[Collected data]
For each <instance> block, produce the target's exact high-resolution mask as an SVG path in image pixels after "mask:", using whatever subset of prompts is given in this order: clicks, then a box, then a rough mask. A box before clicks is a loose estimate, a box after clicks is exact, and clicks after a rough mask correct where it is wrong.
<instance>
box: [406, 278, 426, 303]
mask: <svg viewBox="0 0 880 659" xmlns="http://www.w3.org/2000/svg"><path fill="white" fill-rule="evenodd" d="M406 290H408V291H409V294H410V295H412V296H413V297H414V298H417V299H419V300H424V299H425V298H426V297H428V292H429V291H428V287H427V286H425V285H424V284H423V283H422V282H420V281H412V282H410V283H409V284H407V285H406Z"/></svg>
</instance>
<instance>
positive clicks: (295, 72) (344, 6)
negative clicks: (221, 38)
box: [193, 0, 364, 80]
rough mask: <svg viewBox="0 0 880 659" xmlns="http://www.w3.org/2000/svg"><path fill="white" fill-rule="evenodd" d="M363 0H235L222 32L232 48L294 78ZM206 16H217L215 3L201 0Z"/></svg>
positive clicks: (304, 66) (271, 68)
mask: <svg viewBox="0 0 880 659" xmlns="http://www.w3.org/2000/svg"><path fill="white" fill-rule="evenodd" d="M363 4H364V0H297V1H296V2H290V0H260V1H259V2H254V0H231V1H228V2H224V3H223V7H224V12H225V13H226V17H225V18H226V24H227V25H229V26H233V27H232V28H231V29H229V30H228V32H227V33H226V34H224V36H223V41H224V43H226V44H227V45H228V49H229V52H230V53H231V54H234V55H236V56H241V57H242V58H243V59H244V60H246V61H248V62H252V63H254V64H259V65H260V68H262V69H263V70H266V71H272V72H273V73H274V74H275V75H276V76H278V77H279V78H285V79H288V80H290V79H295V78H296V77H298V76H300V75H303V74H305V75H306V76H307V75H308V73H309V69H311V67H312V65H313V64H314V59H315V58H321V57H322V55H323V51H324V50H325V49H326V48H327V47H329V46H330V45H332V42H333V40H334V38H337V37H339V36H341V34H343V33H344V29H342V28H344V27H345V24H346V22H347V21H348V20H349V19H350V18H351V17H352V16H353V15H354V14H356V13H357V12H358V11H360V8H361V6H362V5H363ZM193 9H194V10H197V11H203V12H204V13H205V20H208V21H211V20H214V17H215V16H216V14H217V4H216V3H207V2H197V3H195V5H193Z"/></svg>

Task instructions :: Copy every line of the records above verbatim, leaving each character and line break unchanged.

Answer below ::
For each <instance> block, produce the target's exact high-resolution mask as an SVG path in image pixels after "mask:", using whatever subset of prompts is given in this order: clicks, then a box, then a rough mask. A box before clicks is a loose estimate, a box after clicks is exact, and clicks after a rough mask correct where it is wrong.
<instance>
box: [406, 278, 426, 303]
mask: <svg viewBox="0 0 880 659" xmlns="http://www.w3.org/2000/svg"><path fill="white" fill-rule="evenodd" d="M406 290H408V291H409V294H410V295H412V296H413V297H414V298H417V299H419V300H424V299H425V298H426V297H428V292H429V291H428V287H427V286H425V285H424V284H423V283H422V282H420V281H412V282H410V283H409V284H407V285H406Z"/></svg>
</instance>
<instance>
positive clicks: (295, 72) (344, 6)
negative clicks: (221, 38)
box: [193, 0, 364, 80]
rough mask: <svg viewBox="0 0 880 659" xmlns="http://www.w3.org/2000/svg"><path fill="white" fill-rule="evenodd" d="M363 0H235L222 32L232 48L294 78ZM206 16H217L215 3L201 0Z"/></svg>
positive clicks: (304, 66) (271, 68)
mask: <svg viewBox="0 0 880 659" xmlns="http://www.w3.org/2000/svg"><path fill="white" fill-rule="evenodd" d="M363 4H364V0H297V1H296V2H290V0H260V1H259V2H254V0H231V1H228V2H224V3H223V7H224V12H225V13H226V17H225V18H226V24H227V25H229V26H233V27H232V28H231V29H229V30H228V32H227V33H226V34H224V36H223V41H224V43H226V44H227V45H228V49H229V52H230V53H231V54H234V55H236V56H241V57H242V58H243V59H244V60H246V61H248V62H252V63H254V64H259V65H260V68H262V69H263V70H266V71H272V72H273V73H274V74H275V75H276V76H278V77H279V78H285V79H288V80H290V79H295V78H296V77H298V76H300V75H303V74H305V75H306V76H307V75H308V73H309V69H311V67H312V65H313V64H314V59H315V58H321V57H322V55H323V51H324V50H325V49H326V48H327V47H329V46H330V45H332V42H333V40H334V38H337V37H339V36H341V34H343V33H344V29H342V28H344V27H345V24H346V22H347V21H348V20H349V19H350V18H351V17H352V16H353V15H354V14H356V13H357V12H358V11H360V8H361V6H362V5H363ZM193 9H194V10H197V11H203V12H204V13H205V20H208V21H211V20H214V17H215V16H216V14H217V4H216V3H207V2H197V3H195V5H193Z"/></svg>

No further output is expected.